Reading text:
--- START ---
Are Random Forests more powerful than generalized linear models? I have never used Random Forests, but I have read some about it. Until now I have used GLM/GAMLSS extensively.
I would like to know:


*

*What are the advantages that RF provides over GLM/GAMLSS?

*What are the disadvantages of using Random Forests?


I am starting this new study which has around 25 predictor variables, and I was wondering if I should check random forests.
One disadvantage that I could find: Random Forests, at least the popular applications, are non-updatable. Is this True? This is important for me as I will run this on some real-time data and would need to assimilate new information.
 A: You should try lots of models. The 'no free lunch' theorem states that there is no one best model - every situation is different. Logistic regression for example is desirable when it works because parameters are very interpretable.  Random forests are great because they can deal with very difficult patterns, but forget about interpreting them.  
The point is - never stick to just one approach. 
A: One point to consider is are you interested in making predictions or understanding associations and carrying out inference (confidence intervals around effects). Although random forests provide a variable-importance summary, this technique is primarily aimed at prediction; there is no inference. Many researchers think they are interested in making predictions, but often there is a mismatch with their goals. 
With that said, you can make predictions with glm and gamlss. You also have the flexibility of regression. A benefit to the random forests is that you do not have to specify aspects such as interactions and because of this, it may discover patterns in your data. Further it handles the case where there are more predictors than observations. 
Still, there is evidence that techniques such as random forests do not use the data as efficiently as conventional techniques do. More research is needed.
I think both techniques are updatable in the same manner.
--- END ---
Record set:
--- START ---
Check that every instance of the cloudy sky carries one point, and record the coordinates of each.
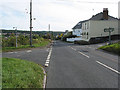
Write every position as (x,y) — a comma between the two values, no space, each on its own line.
(60,14)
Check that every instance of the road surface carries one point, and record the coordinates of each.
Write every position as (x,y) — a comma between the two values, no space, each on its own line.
(74,66)
(78,66)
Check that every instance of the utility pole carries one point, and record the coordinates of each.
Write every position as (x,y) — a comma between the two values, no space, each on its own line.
(15,34)
(109,30)
(31,23)
(49,30)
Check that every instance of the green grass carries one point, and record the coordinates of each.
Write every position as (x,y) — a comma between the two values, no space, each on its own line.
(114,48)
(42,44)
(17,73)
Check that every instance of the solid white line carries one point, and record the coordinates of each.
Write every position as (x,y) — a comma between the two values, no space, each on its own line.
(29,51)
(108,67)
(10,52)
(47,62)
(48,57)
(46,65)
(84,54)
(73,49)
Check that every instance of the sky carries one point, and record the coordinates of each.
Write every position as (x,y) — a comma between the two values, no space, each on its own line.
(60,14)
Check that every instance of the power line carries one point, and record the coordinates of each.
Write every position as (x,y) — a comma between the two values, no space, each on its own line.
(89,2)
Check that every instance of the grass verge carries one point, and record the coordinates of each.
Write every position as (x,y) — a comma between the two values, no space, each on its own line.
(17,73)
(113,48)
(42,44)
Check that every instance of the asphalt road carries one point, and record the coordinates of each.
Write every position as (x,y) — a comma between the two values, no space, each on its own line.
(36,55)
(78,66)
(74,66)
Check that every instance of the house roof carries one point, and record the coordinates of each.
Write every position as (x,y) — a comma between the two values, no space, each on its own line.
(79,25)
(98,16)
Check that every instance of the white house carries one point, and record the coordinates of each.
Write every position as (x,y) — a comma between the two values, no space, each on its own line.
(94,27)
(77,29)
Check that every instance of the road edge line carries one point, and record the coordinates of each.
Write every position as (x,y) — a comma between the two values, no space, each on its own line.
(108,67)
(45,78)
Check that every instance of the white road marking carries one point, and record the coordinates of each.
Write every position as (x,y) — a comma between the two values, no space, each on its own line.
(84,54)
(46,65)
(108,67)
(73,49)
(29,51)
(47,60)
(10,52)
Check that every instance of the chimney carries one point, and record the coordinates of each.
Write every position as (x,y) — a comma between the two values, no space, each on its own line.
(105,13)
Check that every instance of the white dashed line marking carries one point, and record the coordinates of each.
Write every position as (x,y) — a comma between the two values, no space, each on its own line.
(108,67)
(84,54)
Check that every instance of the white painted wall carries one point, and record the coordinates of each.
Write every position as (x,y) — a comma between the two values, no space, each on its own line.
(73,39)
(77,32)
(96,28)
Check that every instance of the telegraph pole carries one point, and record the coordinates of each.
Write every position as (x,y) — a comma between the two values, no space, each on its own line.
(16,34)
(31,23)
(49,30)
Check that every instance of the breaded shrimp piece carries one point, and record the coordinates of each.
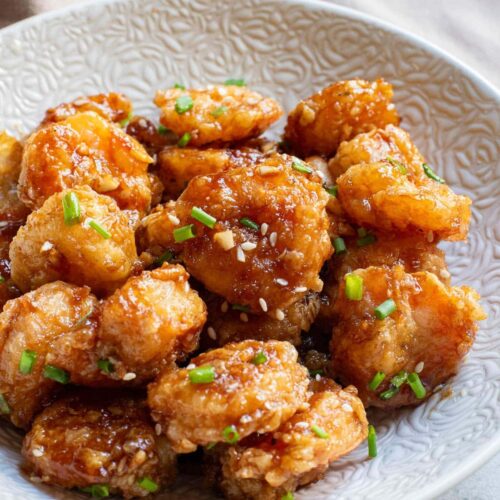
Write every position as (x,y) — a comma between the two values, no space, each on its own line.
(235,326)
(277,262)
(382,196)
(217,114)
(300,451)
(152,320)
(104,439)
(114,107)
(246,394)
(338,113)
(85,149)
(53,326)
(390,142)
(177,166)
(47,249)
(433,327)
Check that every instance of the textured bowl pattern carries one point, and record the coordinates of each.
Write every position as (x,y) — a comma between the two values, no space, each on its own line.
(288,51)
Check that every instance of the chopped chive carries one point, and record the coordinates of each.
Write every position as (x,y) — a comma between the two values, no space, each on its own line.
(245,221)
(184,233)
(219,111)
(202,374)
(201,216)
(105,366)
(146,483)
(183,104)
(230,434)
(58,374)
(332,190)
(71,209)
(353,286)
(301,167)
(431,174)
(4,406)
(184,140)
(27,361)
(385,309)
(375,382)
(239,82)
(339,245)
(319,432)
(416,385)
(259,359)
(372,442)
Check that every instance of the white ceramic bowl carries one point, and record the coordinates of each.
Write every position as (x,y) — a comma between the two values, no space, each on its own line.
(289,50)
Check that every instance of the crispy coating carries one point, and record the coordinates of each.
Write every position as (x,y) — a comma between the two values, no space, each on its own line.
(251,397)
(380,195)
(434,324)
(268,467)
(234,326)
(113,107)
(152,320)
(46,249)
(97,438)
(85,149)
(286,261)
(338,113)
(220,113)
(177,166)
(57,322)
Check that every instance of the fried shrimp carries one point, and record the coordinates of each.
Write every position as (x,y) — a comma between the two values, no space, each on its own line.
(46,339)
(96,249)
(85,149)
(338,113)
(270,238)
(298,453)
(382,196)
(152,320)
(217,114)
(99,442)
(229,393)
(430,330)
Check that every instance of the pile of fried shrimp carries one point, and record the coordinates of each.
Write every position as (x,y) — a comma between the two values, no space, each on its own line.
(190,291)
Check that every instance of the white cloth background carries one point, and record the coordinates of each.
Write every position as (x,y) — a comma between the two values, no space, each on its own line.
(467,29)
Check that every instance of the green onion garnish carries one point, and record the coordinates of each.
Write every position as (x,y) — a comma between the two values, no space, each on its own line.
(105,366)
(230,434)
(339,245)
(259,358)
(301,167)
(245,221)
(385,309)
(146,483)
(416,385)
(239,82)
(202,375)
(53,373)
(375,382)
(27,361)
(4,407)
(219,111)
(99,229)
(372,442)
(319,432)
(183,104)
(71,209)
(184,140)
(184,233)
(201,216)
(353,286)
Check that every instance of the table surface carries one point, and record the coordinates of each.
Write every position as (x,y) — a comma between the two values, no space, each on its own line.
(468,30)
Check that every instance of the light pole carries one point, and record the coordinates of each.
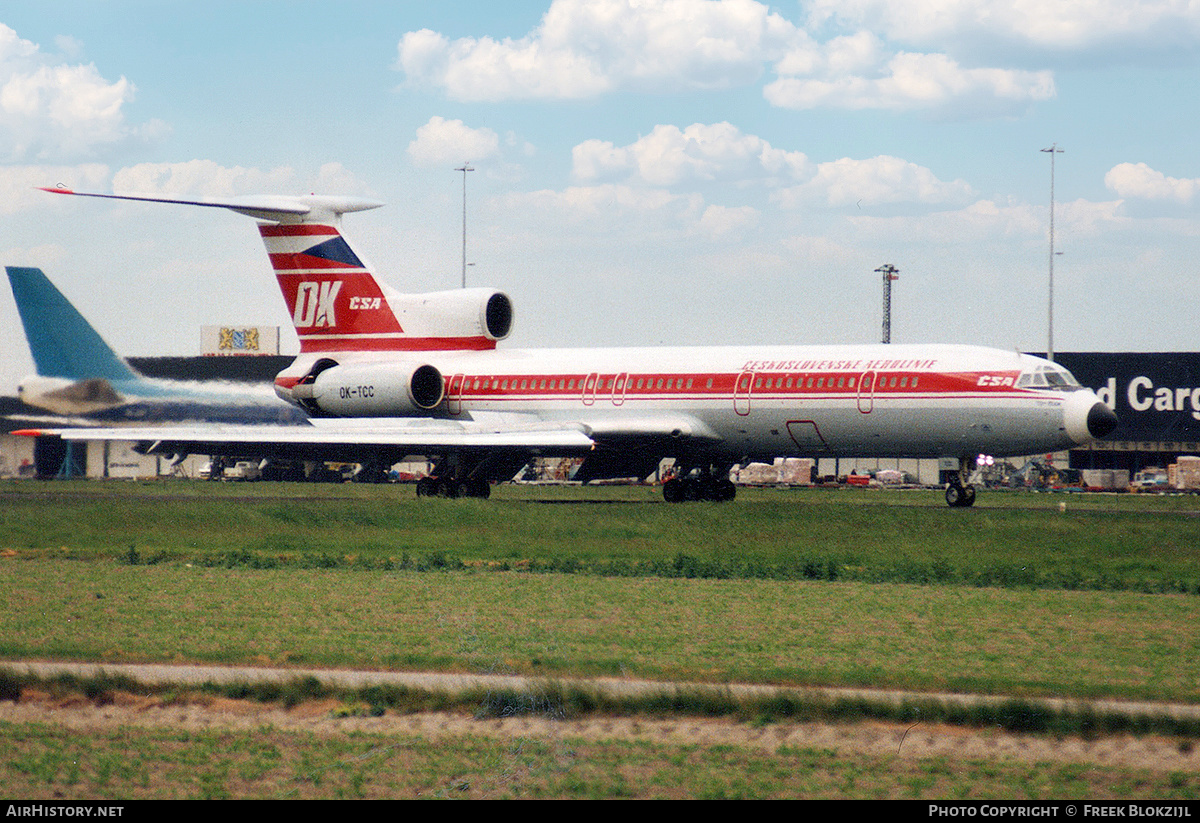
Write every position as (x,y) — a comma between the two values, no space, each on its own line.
(465,168)
(1053,150)
(889,274)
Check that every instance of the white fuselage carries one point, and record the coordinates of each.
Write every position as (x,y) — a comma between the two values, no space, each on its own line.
(895,401)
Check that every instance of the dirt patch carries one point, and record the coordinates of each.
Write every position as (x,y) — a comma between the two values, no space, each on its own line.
(918,740)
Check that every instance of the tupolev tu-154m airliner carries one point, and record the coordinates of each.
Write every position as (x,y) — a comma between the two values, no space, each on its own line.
(385,376)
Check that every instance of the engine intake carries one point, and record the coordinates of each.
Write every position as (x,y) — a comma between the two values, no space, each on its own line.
(460,316)
(373,390)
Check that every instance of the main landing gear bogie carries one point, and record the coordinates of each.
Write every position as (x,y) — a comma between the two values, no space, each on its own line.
(702,487)
(450,487)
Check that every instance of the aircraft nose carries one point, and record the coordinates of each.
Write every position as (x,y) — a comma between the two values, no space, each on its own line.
(1101,420)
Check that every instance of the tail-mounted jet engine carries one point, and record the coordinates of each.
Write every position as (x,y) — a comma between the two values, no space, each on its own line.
(463,318)
(370,390)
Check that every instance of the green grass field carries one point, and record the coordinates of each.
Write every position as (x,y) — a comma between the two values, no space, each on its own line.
(1026,594)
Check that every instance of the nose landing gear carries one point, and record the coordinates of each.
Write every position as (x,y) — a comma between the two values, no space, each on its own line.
(959,492)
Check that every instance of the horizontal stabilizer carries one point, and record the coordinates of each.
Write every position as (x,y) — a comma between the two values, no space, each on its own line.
(279,208)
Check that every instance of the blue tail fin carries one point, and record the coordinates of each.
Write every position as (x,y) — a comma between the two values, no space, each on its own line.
(61,341)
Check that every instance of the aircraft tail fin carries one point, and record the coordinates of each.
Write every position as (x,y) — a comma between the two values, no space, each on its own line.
(336,302)
(61,341)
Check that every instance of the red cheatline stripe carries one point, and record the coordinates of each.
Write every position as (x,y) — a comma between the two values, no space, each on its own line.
(295,229)
(311,344)
(300,260)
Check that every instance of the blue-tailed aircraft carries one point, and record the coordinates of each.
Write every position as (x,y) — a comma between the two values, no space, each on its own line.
(82,378)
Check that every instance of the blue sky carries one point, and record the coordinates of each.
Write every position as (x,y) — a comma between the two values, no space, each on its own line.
(647,172)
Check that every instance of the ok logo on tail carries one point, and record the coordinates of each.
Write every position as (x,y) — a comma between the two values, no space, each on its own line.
(315,304)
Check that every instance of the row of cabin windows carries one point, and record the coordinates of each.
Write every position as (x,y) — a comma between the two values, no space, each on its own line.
(569,384)
(843,382)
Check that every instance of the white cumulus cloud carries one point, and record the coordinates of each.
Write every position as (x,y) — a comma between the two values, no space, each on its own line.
(201,178)
(1138,180)
(1050,28)
(588,47)
(670,156)
(585,48)
(58,110)
(871,182)
(441,142)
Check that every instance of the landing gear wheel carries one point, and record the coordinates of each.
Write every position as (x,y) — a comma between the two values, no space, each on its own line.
(959,497)
(673,491)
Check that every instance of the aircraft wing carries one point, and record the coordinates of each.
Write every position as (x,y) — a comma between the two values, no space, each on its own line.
(342,443)
(613,446)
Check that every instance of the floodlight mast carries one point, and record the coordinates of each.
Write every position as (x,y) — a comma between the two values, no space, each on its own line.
(1053,150)
(466,167)
(889,274)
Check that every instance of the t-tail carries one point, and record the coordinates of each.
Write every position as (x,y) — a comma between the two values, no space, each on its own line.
(337,305)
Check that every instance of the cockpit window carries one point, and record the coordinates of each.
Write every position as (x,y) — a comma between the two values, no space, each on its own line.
(1049,376)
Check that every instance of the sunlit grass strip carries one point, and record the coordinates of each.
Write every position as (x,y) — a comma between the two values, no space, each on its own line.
(561,701)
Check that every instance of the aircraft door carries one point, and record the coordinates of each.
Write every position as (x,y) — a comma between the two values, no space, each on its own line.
(454,394)
(742,388)
(618,389)
(867,392)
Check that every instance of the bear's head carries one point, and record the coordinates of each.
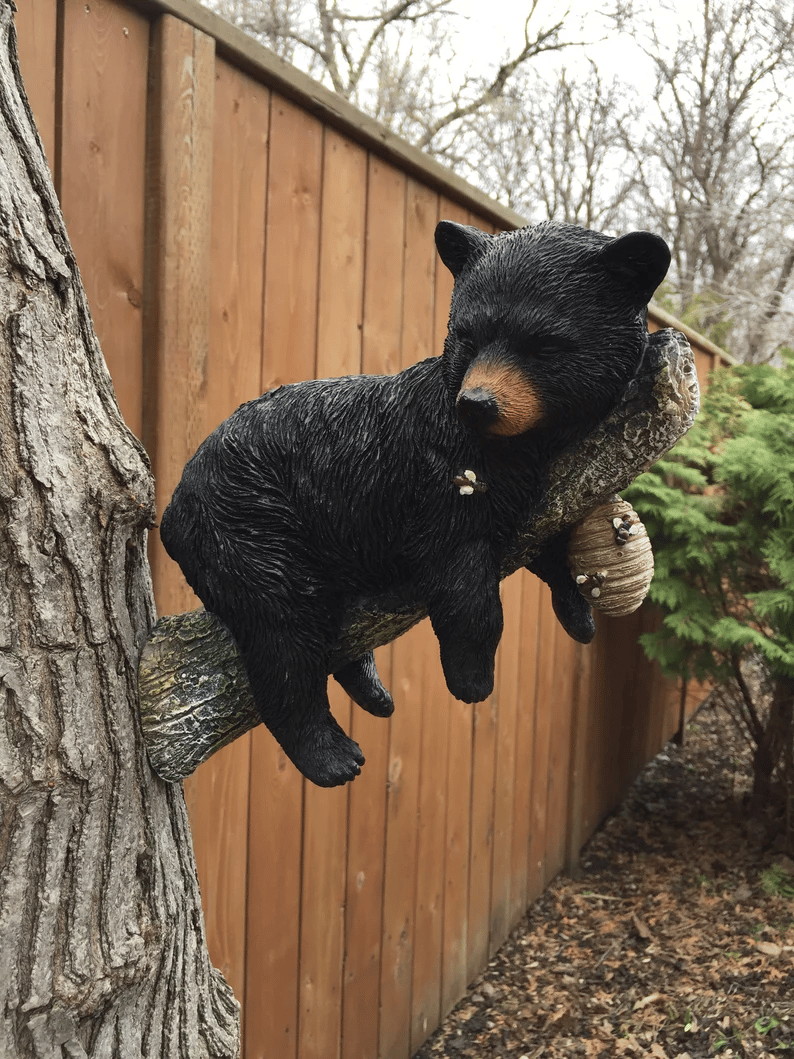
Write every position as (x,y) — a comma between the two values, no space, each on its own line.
(547,324)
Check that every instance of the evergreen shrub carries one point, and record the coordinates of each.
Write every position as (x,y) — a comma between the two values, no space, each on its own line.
(719,509)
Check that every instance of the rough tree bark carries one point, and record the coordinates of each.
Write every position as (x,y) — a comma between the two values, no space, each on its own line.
(193,686)
(102,938)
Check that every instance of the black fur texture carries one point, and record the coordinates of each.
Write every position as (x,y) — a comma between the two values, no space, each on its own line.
(320,494)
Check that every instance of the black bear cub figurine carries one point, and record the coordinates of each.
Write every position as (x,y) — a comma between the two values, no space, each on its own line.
(324,492)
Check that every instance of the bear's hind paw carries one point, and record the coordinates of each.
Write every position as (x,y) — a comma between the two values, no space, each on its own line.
(328,757)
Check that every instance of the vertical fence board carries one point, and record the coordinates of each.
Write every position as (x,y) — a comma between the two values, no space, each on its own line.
(325,811)
(413,657)
(559,704)
(104,147)
(36,32)
(527,667)
(454,963)
(580,749)
(431,855)
(237,248)
(544,719)
(289,347)
(218,794)
(292,245)
(504,781)
(481,842)
(177,272)
(426,997)
(382,324)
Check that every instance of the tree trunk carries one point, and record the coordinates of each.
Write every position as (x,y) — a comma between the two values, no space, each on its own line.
(102,939)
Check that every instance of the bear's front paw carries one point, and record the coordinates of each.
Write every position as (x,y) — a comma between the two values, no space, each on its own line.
(327,756)
(469,686)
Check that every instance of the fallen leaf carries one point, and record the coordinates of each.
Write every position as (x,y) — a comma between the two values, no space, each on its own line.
(646,1001)
(769,948)
(641,927)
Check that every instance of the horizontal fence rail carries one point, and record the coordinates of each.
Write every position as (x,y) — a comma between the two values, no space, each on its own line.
(237,227)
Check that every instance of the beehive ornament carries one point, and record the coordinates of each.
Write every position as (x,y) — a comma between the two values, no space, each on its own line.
(611,558)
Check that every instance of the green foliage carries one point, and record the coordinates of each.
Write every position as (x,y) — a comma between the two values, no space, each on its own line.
(720,513)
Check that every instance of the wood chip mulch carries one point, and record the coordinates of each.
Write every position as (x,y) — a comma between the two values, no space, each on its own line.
(677,940)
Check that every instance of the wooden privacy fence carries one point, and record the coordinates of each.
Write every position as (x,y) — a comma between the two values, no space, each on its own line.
(238,227)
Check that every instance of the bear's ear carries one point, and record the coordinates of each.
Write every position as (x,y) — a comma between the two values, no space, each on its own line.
(641,259)
(456,244)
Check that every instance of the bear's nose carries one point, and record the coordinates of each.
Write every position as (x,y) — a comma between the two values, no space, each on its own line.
(476,408)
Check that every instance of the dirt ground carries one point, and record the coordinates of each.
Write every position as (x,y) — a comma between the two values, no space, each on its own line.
(677,941)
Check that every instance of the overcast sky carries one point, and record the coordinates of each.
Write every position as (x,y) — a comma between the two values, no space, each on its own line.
(492,27)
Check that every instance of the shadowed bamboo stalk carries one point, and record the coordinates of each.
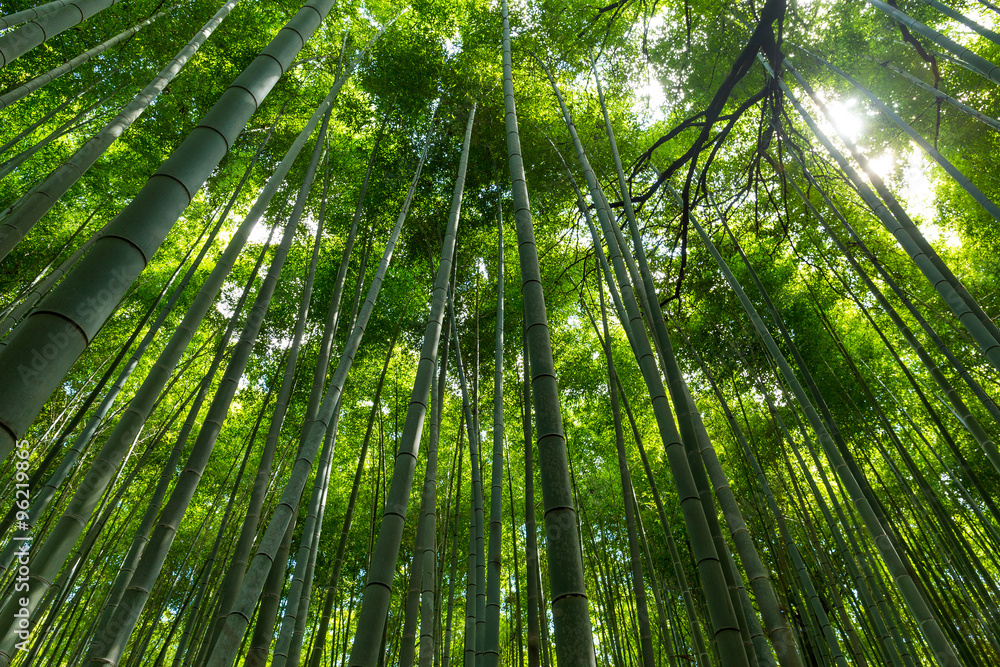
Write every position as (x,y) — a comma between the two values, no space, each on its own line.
(73,313)
(573,630)
(725,624)
(45,26)
(42,80)
(944,653)
(491,653)
(961,179)
(32,13)
(896,222)
(52,554)
(378,588)
(121,624)
(976,63)
(44,119)
(334,581)
(282,519)
(42,197)
(978,115)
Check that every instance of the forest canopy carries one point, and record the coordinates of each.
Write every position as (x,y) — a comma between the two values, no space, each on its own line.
(559,333)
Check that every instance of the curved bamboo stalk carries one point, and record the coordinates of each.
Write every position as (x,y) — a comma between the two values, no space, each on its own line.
(42,197)
(976,63)
(260,566)
(42,80)
(45,26)
(944,653)
(122,622)
(574,635)
(73,313)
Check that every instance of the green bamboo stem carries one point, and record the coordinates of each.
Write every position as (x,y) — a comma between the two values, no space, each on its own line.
(714,578)
(961,106)
(960,178)
(260,567)
(492,646)
(42,197)
(122,622)
(901,227)
(118,257)
(46,25)
(42,80)
(574,637)
(976,63)
(944,653)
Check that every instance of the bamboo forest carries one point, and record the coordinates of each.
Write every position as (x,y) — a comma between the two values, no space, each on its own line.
(469,333)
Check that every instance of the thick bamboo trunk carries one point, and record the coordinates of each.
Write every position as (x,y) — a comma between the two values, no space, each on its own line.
(42,197)
(117,258)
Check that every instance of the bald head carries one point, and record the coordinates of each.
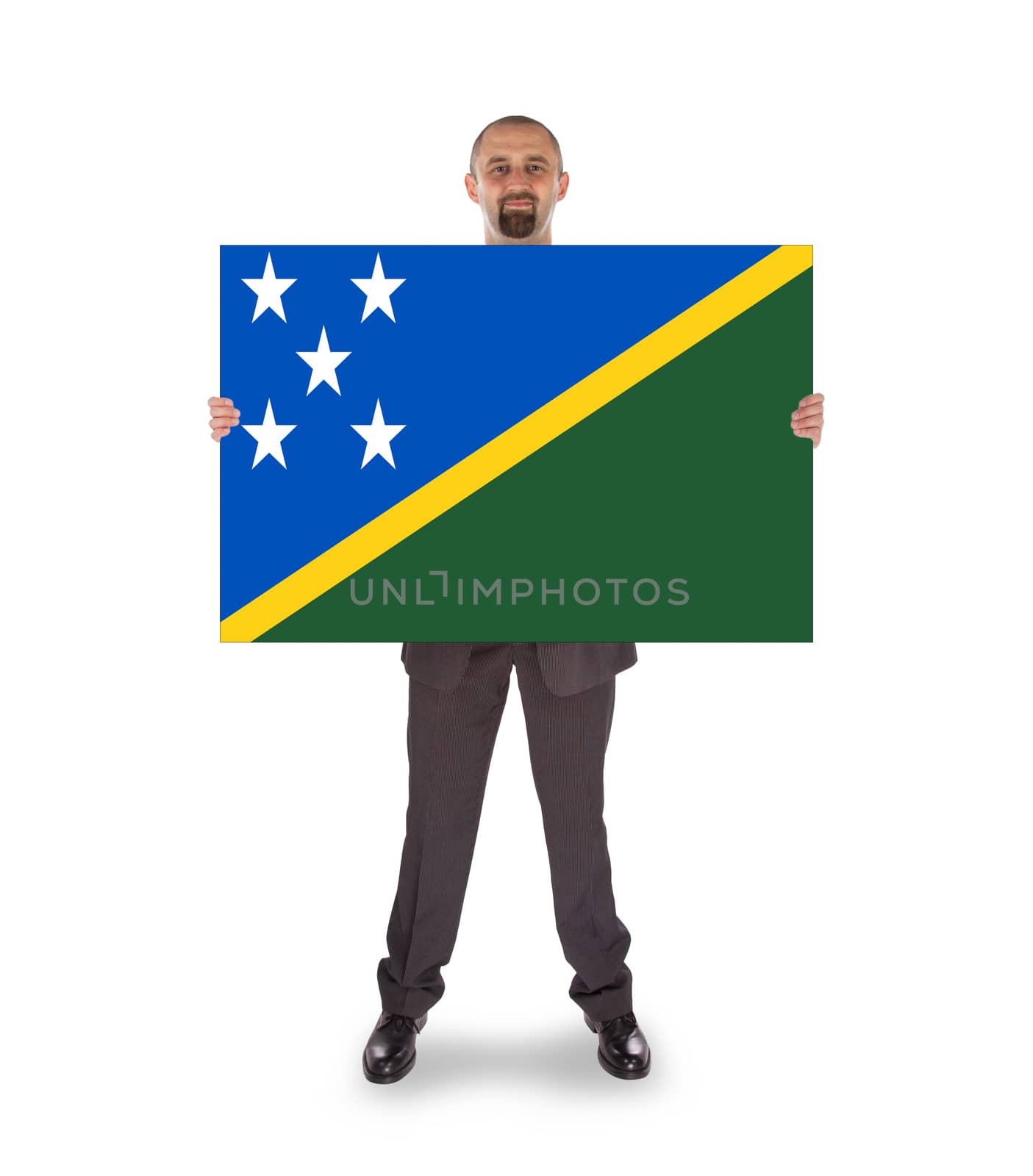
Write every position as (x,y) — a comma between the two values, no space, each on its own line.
(517,176)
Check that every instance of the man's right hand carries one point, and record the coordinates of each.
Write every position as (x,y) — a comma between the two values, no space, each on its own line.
(224,417)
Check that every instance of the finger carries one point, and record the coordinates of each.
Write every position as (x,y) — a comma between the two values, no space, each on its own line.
(809,415)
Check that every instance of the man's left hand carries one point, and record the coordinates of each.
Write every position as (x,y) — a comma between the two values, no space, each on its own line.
(809,417)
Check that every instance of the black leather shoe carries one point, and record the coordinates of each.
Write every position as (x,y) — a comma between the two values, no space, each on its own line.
(623,1048)
(391,1052)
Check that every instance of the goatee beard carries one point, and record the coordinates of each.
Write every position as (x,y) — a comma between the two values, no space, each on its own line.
(519,223)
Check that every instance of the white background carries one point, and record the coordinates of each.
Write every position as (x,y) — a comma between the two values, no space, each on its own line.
(821,853)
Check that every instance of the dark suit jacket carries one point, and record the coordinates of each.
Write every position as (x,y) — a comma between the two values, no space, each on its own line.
(568,667)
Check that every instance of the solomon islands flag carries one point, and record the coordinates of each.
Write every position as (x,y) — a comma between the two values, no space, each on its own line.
(564,444)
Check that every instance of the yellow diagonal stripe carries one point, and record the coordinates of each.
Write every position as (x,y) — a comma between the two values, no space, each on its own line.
(544,425)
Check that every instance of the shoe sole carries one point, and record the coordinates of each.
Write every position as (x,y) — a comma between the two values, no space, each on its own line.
(382,1079)
(623,1074)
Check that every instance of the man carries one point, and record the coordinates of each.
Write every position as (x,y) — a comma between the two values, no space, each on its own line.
(457,695)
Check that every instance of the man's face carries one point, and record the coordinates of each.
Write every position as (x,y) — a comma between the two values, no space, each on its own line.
(518,184)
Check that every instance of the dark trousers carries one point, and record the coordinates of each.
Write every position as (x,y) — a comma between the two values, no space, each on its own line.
(451,738)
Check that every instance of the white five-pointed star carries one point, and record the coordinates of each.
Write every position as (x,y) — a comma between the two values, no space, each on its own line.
(268,288)
(268,435)
(378,437)
(324,364)
(378,291)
--- END ---
Directions:
**1)** Summarize the thread comparing random forests with generalized linear models in two sentences.
**2)** Extend the thread on random forests versus generalized linear models with new text that follows on from its final line.

Activity answers:
**1)** A poster who has used GLM/GAMLSS extensively asks what advantages and disadvantages random forests offer for a new study with around 25 predictor variables, and whether random forests are non-updatable, which matters because the study will run on real-time data. The replies advise trying many models and explain that random forests can handle very difficult patterns, unspecified interactions, and more predictors than observations, but that they are aimed at prediction rather than interpretation or inference; one reply also suggests that both techniques are updatable in the same manner.

**2)**
Reference: 
van der Ploeg, T., Austin, P. C., & Steyerberg, E. W. (2014). Modern modelling techniques are data hungry: a simulation study for predicting dichotomous endpoints. BMC medical research methodology, 14(1), 137.
A: Let's have some simple examples to show the differences. Our example have a single independent variable x and a single dependent variable - either real y or categorical z:
x    y    z
...
0    0.01 A
1    1.98 A
2.01 4.02 B
2.99 6.01 B
...

One can see that y grows as x grows and that z=B for values of x grater than something around 1.5. That is an example when GLM and similar methods rock. It is easy to make good predictions for both y and z for a new value of x. For example, for x=0.5 you would predict y=1 and z=A ("You can understand the direct influence, and direction, of each variable" as @HEITZ wrote)
x    y    z
...
0    0.01 A
1    1.98 B
2.01 0    A
2.99 2.01 B
4    0    A
5.01 2.00 B
...

We can see a clear pattern in the data again, however GLM and similar methods cannot, the connection between x and y or z is not linear nor even additive. That is when other methods as random forests needs to be used. Prediction based on GLM for x=3 would be y=1 and more or less randomly z=A or z=B. However RF or similar methods can predict what we would expect: y=2 and z=B.
Generally I would do:


*

*Try GLM and similar, if they model the data well, use it, because you can understand the model well; if not

*Try other methods as RF (or neural networks, etc.)